> **Reading passage**:
○ ○ ○ ○ ○ ○ ○

Writing and Nothingness... (page 8)

The best part of that poem is its title. Nobodaddy’s syllables contain the shock of recognition. Sylvia Plath had a Nobodaddy. Maybe even Job had a Nobodaddy.
In the story of Job, we have this passage:

...on the day when the angels come to testify before the Lord, the accusing Angel [Satan] came too.
The Lord said to the Accuser, “Where have you come from?”
The Accuser answered, “From walking here and there on the earth, and looking around.”
The Lord said, “Did you notice my servant Job? There is no one on earth like him: a man of perfect integrity, who fears God and avoids evil. He is holding on to his innocence, even after you made me torment him for no reason.”
The Accuser said, “So what? A man will give up everything he has to save his own skin. But just reach out and strike his flesh and bones, and I bet he’ll curse you to your face.”

○ ○ ○ ○ ○ ○ ○

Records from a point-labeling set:
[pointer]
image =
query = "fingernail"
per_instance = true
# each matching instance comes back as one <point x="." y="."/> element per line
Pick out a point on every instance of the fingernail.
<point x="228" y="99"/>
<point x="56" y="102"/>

○ ○ ○ ○ ○ ○ ○

> **Tasks and exercises**:
1) Answer these questions from the Nobodaddy passage.
(a) What does the writer call the best part of the poem?
(b) Where does the Accuser say he has come from?
(c) What does the Lord say Job is holding on to?
2) Duplicate every line of the entries from the point-labeling set without any changes.
These entries have no connection to the Nobodaddy passage.

> **Answers for the exercise**:
1)
(a) Its title.
(b) From walking here and there on the earth, and looking around.
(c) His innocence.

2)
[pointer]
image =
query = "fingernail"
per_instance = true
# each matching instance comes back as one <point x="." y="."/> element per line
Pick out a point on every instance of the fingernail.
<point x="228" y="99"/>
<point x="56" y="102"/>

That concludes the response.